* **Task to carry out**:
Taking the listing below, restate word for word each line from the line with "Note: pick out each instance of the plant" to the line with "Note: pick out each instance of the dry", ends included, and stop there.

* **Records**:

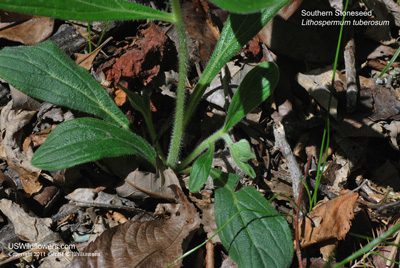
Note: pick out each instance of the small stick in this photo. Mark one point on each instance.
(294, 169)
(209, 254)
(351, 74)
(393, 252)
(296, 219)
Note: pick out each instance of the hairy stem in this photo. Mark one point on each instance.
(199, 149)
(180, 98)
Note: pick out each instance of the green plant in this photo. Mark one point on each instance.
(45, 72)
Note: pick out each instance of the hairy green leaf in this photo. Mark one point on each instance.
==
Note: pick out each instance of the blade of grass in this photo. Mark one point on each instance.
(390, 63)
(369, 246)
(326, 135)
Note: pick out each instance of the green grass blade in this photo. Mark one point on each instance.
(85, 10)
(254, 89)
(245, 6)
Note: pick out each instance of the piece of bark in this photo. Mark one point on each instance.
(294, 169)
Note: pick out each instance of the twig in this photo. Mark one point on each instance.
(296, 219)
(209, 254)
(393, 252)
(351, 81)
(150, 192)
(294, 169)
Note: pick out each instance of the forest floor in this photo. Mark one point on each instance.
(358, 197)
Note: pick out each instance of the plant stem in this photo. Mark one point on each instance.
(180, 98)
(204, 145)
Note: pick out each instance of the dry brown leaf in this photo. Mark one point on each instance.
--
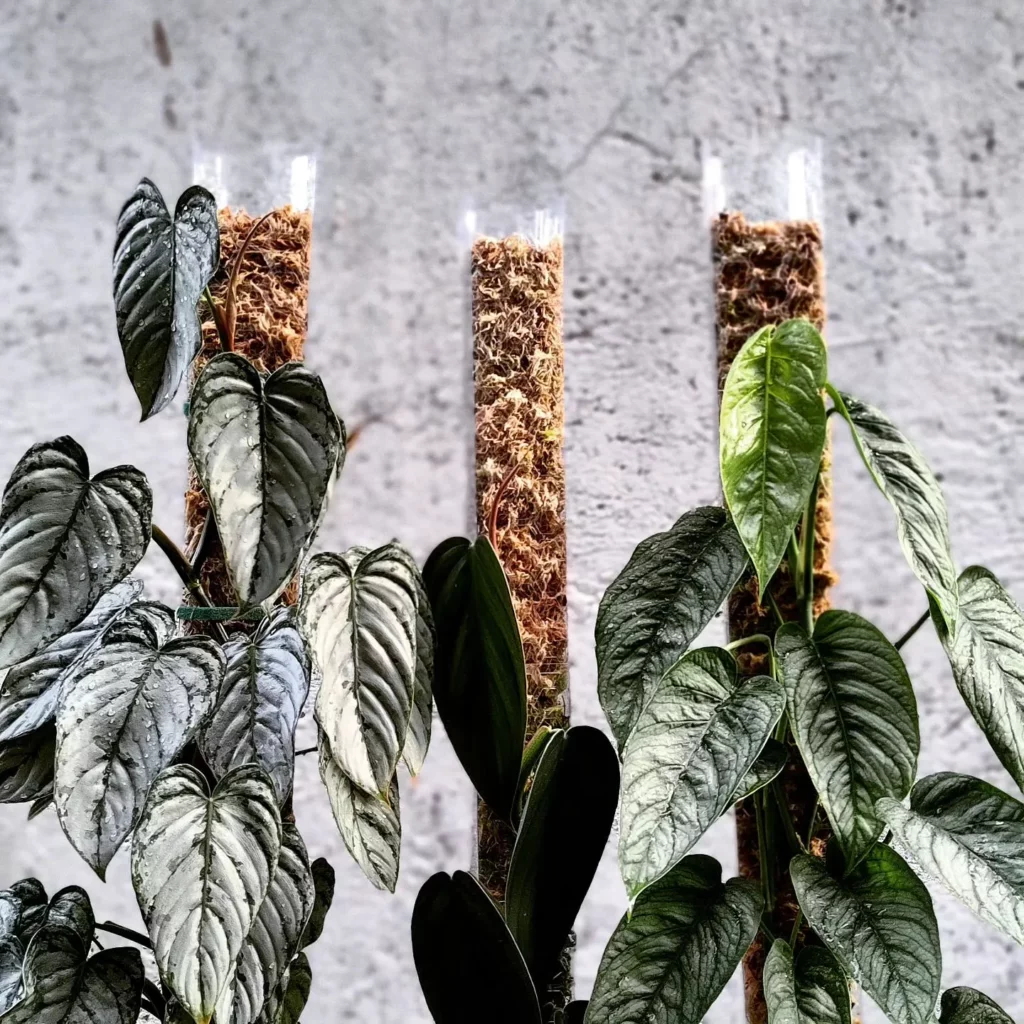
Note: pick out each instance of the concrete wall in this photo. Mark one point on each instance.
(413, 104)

* **Finished task**:
Note: pick out each instance of the plant stem in this photo. Mark one point on each instance.
(180, 98)
(204, 145)
Note: pick out each instance of the dry brown leaf in this photo. Mark one point on each instance.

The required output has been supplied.